Text provided:
------------

Cannabis plant (Michael Fischer, Pexels.com)

2 Dec. 2020. A Canadian medical school lab is helping evaluate and develop a pain relief drug made by a company developing therapies from cannabis. Therapix Biosciences Ltd. in Tel Aviv, Israel is collaborating with Tuan Trang at University of Calgary in Alberta, Canada, who studies chronic pain and biochemistry of opioid drugs.

Therapix Biosciences develops treatments from cannabinoid compounds derived from cannabis plants, largely for neurological disorders, including Tourette syndrome, epilepsy, and autism spectrum disorder, but also for obstructive sleep apnea and chronic pain. For chronic pain, Therapix is adapting research by Raphael Mechoulam, professor of medicinal chemistry at Hebrew University of Jerusalem and scientific adviser to the company, who studies the role of CB2 receptors in the body’s endogenous cannabinoid system. That system regulates the central and peripheral nervous systems, including responses to stresses such as pain.

------------

Study material:
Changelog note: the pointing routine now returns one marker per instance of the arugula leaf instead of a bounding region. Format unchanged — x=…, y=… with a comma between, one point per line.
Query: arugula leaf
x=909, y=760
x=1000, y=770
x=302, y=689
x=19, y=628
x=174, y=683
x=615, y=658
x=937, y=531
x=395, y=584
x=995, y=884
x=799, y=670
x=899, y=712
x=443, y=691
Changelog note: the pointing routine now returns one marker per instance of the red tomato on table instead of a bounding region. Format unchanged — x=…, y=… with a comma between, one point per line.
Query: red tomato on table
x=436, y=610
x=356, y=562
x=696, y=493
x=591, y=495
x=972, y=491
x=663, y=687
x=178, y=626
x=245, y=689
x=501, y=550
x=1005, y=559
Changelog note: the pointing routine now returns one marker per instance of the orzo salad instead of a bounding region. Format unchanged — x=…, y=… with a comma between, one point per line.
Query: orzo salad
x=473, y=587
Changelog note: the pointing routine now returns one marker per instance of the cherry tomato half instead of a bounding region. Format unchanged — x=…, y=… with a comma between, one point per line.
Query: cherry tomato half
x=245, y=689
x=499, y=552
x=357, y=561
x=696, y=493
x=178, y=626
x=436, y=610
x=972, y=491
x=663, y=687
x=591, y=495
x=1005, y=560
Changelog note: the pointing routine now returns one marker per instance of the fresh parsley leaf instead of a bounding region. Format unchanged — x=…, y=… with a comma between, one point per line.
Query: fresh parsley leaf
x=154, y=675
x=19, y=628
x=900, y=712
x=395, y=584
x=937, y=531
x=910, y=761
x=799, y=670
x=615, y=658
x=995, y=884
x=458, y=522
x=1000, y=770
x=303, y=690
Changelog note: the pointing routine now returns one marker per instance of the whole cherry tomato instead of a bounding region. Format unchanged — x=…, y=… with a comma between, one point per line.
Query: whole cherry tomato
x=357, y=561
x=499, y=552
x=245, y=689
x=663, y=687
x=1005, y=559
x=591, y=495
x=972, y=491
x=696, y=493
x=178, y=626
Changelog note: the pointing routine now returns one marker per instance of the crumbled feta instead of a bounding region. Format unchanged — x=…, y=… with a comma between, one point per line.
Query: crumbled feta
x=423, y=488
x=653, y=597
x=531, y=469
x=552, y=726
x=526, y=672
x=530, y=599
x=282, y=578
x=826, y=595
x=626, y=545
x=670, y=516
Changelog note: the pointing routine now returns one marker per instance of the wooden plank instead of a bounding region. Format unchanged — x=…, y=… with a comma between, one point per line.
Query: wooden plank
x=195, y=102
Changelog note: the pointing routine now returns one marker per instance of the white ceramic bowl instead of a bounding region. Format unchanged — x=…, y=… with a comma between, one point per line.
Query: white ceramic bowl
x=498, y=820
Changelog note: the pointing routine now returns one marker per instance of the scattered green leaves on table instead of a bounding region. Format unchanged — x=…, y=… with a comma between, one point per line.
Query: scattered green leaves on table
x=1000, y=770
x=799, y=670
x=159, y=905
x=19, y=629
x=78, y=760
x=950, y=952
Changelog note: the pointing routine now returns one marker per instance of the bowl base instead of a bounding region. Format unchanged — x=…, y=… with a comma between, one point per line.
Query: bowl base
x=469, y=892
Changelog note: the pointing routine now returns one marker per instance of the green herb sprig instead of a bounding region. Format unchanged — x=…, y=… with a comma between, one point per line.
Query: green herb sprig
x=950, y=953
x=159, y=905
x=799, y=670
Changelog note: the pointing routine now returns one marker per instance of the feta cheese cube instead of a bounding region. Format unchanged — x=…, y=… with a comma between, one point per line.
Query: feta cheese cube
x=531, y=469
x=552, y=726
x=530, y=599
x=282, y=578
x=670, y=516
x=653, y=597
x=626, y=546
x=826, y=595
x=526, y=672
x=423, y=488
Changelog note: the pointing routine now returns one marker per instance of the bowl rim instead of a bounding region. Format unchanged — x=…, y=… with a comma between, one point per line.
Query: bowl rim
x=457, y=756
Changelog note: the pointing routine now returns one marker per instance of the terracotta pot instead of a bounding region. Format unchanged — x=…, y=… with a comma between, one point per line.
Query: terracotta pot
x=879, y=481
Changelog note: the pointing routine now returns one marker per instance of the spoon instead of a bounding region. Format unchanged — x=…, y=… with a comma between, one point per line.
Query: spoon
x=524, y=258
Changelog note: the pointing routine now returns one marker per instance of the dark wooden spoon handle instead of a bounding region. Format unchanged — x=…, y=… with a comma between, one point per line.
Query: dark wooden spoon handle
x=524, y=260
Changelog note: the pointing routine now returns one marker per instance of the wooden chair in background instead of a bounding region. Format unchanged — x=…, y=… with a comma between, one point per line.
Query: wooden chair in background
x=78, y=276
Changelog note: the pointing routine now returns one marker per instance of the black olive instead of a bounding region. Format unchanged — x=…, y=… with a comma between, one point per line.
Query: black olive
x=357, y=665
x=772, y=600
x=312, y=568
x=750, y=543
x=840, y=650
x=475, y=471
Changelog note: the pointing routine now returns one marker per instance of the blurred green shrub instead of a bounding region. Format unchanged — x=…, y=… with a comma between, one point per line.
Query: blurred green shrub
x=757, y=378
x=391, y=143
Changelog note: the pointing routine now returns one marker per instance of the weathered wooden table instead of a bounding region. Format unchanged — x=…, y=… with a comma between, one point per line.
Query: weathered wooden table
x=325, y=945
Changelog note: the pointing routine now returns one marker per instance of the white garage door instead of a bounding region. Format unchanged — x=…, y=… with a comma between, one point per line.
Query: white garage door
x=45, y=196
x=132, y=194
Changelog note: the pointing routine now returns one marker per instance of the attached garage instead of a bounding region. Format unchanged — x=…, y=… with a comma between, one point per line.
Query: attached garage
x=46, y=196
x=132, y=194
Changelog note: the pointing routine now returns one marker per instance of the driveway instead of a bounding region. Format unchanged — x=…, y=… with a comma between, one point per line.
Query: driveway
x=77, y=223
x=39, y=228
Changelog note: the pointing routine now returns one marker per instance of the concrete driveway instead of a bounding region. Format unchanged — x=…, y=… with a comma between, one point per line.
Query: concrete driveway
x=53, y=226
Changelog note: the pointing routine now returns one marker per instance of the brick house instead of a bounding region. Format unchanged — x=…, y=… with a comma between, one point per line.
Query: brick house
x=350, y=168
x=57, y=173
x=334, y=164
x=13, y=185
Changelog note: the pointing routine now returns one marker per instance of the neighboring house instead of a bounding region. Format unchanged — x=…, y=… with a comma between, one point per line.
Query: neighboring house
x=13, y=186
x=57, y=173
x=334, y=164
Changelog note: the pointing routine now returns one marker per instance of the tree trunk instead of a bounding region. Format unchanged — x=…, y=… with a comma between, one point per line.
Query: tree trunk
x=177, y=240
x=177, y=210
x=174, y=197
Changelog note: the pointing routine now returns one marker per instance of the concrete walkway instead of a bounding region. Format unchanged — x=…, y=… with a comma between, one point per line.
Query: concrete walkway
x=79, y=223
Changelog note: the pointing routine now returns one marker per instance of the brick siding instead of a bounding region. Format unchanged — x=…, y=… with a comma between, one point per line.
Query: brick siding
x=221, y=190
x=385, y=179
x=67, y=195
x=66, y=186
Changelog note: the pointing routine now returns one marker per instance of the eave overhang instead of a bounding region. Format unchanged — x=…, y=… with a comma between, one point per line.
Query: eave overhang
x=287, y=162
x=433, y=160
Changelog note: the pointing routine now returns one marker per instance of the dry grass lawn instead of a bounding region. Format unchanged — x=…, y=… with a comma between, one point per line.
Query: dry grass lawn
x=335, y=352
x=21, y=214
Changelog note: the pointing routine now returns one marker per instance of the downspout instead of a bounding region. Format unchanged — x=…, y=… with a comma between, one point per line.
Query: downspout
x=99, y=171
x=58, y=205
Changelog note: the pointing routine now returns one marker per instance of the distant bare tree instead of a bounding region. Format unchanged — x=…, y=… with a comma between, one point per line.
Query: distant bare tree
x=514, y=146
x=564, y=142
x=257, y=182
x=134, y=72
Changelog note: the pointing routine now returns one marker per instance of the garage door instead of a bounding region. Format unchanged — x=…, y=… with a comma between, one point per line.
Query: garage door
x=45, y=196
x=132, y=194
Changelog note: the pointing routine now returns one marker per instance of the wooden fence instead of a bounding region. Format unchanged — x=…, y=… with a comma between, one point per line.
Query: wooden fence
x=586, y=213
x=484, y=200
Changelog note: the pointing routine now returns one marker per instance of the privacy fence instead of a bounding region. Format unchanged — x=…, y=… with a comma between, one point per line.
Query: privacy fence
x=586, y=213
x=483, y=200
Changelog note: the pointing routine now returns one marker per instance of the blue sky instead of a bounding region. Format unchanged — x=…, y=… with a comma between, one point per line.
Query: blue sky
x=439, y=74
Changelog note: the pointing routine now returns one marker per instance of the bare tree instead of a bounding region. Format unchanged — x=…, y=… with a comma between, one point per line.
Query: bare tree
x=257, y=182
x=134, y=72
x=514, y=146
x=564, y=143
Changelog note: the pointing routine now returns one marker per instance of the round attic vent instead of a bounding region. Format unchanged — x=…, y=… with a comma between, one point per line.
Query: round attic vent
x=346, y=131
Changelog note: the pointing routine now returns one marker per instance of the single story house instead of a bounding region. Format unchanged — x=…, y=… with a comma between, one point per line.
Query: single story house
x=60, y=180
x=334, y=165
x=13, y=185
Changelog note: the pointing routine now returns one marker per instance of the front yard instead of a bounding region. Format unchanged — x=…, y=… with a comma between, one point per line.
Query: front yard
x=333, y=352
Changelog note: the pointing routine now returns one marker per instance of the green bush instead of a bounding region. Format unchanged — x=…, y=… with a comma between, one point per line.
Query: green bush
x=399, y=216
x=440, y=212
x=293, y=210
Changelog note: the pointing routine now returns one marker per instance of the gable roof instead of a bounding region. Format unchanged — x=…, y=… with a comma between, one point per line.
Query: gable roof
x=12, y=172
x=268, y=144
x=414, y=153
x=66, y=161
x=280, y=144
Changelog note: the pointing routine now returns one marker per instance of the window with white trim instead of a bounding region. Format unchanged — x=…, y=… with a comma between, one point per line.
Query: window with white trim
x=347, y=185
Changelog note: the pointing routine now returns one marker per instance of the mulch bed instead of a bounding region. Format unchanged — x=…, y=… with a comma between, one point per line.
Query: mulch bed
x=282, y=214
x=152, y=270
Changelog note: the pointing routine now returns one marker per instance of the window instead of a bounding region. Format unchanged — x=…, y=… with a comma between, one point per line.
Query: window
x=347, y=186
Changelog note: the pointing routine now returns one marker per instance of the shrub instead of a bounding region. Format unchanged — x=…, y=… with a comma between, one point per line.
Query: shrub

------------

Work order:
According to the text on the cannabis-based pain drug, in which city and country is Therapix Biosciences Ltd. based? Rely only on the text to respond.

Answer to this exercise:
Tel Aviv, Israel.